* [TEXT BLOCK]:

* * *

I'm definitely in the second school. I haven't actually even read any books on the subject, and my knowledge is completely based on descriptions I've read online. Granted, there's been quite a few of those, but it isn't "pure". 

Redefining the theory? Possibly. I don't see why it matters though, if it works. I think of Jung as a starting point, and then if the true answer is to the side of where Jung originally said something was then its a different theory sure, but that doesn't render his ideas useless.


----------



## Inveniet (Aug 21, 2009)

Jung sat down and drew a map.
It was a good map and he spent quite a lot of time on that map.
Still as with any map you can't fit in everything in the terrain, something might have changed since then,
he might have missed something or added something that wasn't there.

We see the signposts Jung pointed out and try to orient ourself as best we can.
His system is unique in that it highlights the problems of interpretation that plague this very issue.


----------



## tangosthenes (Oct 29, 2011)

Why would you take anything at face value?


----------



## Impact Calculus (Mar 29, 2012)

As far as your _*imagination*_ goes.


----------



## MrShatter (Sep 28, 2010)

isn't MBTI an expansion?


----------



## Figure (Jun 22, 2011)

MrShatter said:


> isn't MBTI an expansion?


Yes. It was one of the systems I was thinking of. Really, my purpose here is to flesh out some of the "guardianship" of Jung's original work, since a lot of criticism seems to occur when people "play around with" the original without concrete facts to back it up. 

I used to assume, without thinking, that Jung had everything right, but I think his theory suffers from its basis in language (like all/most), apprehension to go beyond what it might see as "fundamentals," and eccentric ways of commonalizing types (dominant function types, all together?). I just see it as potentially a problem that a lot of theories, such as cognitive function systems, get shot down in favor of Jung because they aren't "right all the time," and it's "easier" to rely on the pure functions - when they're not really that pure either.

* * *

* [DATA BELOW]:

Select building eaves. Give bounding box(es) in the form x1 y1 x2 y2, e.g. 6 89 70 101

* * *

* [ACTIVITY]:
In the forum thread, why does Figure want to examine the "guardianship" of Jung's original work? Answer in one to three sentences.

* [SOLUTION]:
Figure wants to flesh out that guardianship because a lot of criticism seems to arise when people "play around with" Jung's original work without concrete facts to back it up.